• EXTRACTED DATA:
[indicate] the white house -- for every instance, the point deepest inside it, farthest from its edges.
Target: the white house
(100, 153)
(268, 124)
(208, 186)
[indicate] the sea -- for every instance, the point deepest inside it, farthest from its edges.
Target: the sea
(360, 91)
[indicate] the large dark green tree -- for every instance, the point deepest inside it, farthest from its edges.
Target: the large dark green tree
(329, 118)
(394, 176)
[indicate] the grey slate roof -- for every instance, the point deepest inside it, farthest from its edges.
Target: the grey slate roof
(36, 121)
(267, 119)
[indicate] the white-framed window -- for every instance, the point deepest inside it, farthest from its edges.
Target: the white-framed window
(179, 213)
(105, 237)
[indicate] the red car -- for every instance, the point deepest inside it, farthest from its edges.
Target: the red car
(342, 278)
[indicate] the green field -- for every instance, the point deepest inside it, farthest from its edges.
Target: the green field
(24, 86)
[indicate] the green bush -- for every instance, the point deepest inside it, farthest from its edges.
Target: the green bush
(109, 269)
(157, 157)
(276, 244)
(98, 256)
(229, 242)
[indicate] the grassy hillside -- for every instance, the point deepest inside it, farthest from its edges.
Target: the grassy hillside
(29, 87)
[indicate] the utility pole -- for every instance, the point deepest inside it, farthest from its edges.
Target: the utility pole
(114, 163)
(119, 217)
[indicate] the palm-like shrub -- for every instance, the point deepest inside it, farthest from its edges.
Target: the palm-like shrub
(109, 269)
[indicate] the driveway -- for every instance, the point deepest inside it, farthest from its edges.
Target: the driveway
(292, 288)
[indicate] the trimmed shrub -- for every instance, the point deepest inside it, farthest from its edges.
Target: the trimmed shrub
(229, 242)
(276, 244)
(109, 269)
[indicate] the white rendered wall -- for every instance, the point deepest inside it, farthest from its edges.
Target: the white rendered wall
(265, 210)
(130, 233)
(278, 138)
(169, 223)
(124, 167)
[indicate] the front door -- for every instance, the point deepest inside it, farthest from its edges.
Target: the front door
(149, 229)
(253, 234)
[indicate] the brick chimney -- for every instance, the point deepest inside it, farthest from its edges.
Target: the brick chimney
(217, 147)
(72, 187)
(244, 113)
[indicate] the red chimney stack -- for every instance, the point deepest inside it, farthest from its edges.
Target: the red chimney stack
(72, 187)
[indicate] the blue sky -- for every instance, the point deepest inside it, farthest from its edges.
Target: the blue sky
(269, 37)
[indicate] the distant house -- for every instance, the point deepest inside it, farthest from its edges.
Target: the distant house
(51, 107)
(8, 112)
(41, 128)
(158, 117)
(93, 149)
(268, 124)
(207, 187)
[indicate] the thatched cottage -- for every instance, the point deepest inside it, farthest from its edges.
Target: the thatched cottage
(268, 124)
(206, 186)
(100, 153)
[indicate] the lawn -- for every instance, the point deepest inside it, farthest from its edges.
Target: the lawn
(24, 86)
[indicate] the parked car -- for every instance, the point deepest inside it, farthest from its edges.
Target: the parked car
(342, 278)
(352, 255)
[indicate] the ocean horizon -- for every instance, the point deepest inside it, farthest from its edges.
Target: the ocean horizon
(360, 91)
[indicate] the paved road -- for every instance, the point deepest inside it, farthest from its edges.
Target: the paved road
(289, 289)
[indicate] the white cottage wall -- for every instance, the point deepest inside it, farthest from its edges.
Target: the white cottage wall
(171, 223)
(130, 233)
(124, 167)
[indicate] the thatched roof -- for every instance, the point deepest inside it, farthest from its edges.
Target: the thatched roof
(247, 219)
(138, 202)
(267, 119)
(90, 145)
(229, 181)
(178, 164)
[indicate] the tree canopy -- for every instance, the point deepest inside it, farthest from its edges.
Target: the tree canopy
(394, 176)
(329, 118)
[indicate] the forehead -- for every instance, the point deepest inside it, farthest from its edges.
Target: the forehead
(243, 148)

• ABOUT THIS EXERCISE: The lines from the beginning of the records through the line containing "[indicate] the white-framed" should be reproduced exactly. Include nothing else.

• WRITTEN ANSWER:
[indicate] the white house -- for every instance, the point deepest inside it, farthest from its edges.
Target: the white house
(100, 153)
(268, 124)
(208, 186)
[indicate] the sea -- for every instance, the point deepest inside it, farthest from its edges.
Target: the sea
(360, 91)
[indicate] the large dark green tree -- for every instance, the point deepest inside it, farthest from its edges.
Target: the large dark green tree
(329, 118)
(394, 176)
[indicate] the grey slate roof -- for every instance, the point deepest inside it, farthest from its edges.
Target: the grey slate roof
(36, 121)
(267, 119)
[indicate] the white-framed window -- for every instance, the point deepest inside it, farthest from its edges.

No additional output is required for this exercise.